Generative \(\approx\) Discriminative: OSM performs on par with learnable embedding classifiers in discriminative tasks, challenging the bias that 'generative models are unsuitable for discriminative tasks.'
Accuracy-Generalization Trade-off: As the number of training masks increases (1M \(\rightarrow\) 9M), Acc improves while NIV decreases (weakening generalization capability), representing an inherent trade-off.
Emergent Part Recognition: Although never trained on part segmentation data, OSM exhibits the emergent ability to predict parts like "tail" or "ear" (leveraging the world knowledge of the LLM).
Comparison with GPT-4V: OSM is more accurate in mask classification than GPT-4V but tends to make more conservative predictions (e.g., predicting "person" instead of "man in armor").

Highlights & Insights¶

Paradigm Shift: Transitioning from discriminative (selecting from a vocabulary) to generative (directly generating category names) completely eliminates the dependency on predefined vocabularies, marking a significant evolution in visual recognition paradigms.
No Manual Intervention for Multi-Dataset Training: The Mode Query mechanism elegantly resolves cross-dataset label conflicts, eliminating the need for manual label consolidation.

> **Extracted data**
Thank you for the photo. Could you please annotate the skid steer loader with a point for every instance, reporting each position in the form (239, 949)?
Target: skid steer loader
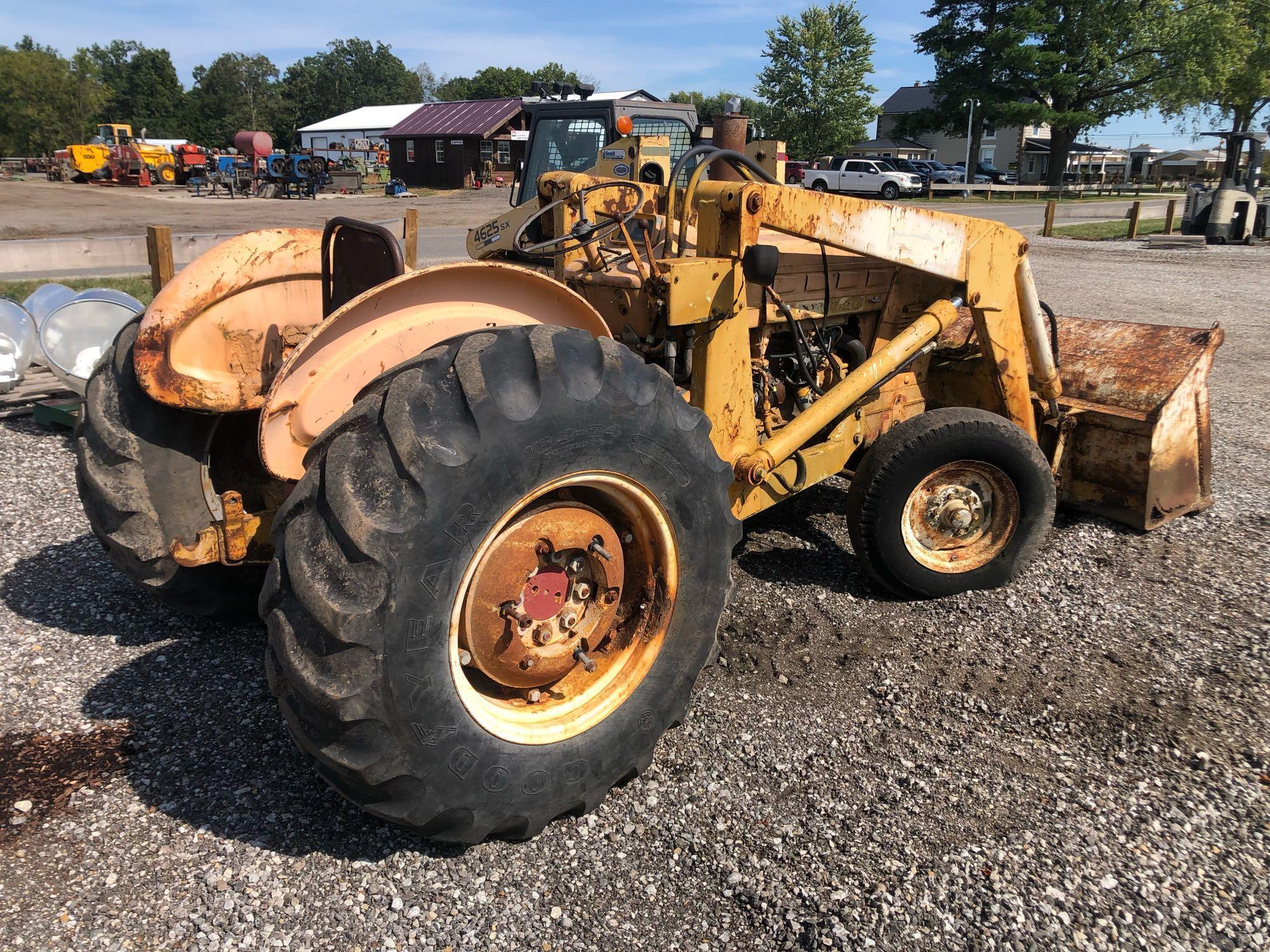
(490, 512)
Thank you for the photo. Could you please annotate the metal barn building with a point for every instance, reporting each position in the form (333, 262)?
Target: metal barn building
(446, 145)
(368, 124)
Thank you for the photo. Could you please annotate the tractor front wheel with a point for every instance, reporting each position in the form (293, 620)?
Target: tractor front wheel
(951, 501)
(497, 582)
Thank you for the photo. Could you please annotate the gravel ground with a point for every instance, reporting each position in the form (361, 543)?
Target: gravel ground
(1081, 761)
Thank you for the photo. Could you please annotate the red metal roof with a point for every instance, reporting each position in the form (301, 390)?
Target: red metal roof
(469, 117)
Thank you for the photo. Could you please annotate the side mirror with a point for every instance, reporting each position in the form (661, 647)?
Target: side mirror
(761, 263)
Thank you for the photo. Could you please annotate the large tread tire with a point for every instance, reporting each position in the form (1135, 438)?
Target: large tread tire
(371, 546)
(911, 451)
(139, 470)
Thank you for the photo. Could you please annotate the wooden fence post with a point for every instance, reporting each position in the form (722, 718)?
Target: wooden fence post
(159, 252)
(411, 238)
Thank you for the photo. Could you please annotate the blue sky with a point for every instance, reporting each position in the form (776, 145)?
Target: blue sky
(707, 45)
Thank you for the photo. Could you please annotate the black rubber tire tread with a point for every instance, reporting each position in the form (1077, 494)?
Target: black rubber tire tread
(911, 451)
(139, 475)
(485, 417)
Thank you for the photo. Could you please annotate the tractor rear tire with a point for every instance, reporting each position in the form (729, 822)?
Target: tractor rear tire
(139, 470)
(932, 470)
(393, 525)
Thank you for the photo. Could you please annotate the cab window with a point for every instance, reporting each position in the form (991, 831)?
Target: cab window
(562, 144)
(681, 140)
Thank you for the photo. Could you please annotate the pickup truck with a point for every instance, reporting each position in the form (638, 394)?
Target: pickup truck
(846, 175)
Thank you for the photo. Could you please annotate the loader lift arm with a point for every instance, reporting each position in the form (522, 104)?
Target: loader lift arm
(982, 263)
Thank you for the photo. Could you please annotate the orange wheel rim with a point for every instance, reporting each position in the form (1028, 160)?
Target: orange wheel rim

> **Problem**
Retype the full passage on OSM's findings above, word for word.

> **Completed task**
Generative \(\approx\) Discriminative: OSM performs on par with learnable embedding classifiers in discriminative tasks, challenging the bias that 'generative models are unsuitable for discriminative tasks.'
Accuracy-Generalization Trade-off: As the number of training masks increases (1M \(\rightarrow\) 9M), Acc improves while NIV decreases (weakening generalization capability), representing an inherent trade-off.
Emergent Part Recognition: Although never trained on part segmentation data, OSM exhibits the emergent ability to predict parts like "tail" or "ear" (leveraging the world knowledge of the LLM).
Comparison with GPT-4V: OSM is more accurate in mask classification than GPT-4V but tends to make more conservative predictions (e.g., predicting "person" instead of "man in armor").

Highlights & Insights¶

Paradigm Shift: Transitioning from discriminative (selecting from a vocabulary) to generative (directly generating category names) completely eliminates the dependency on predefined vocabularies, marking a significant evolution in visual recognition paradigms.
No Manual Intervention for Multi-Dataset Training: The Mode Query mechanism elegantly resolves cross-dataset label conflicts, eliminating the need for manual label consolidation.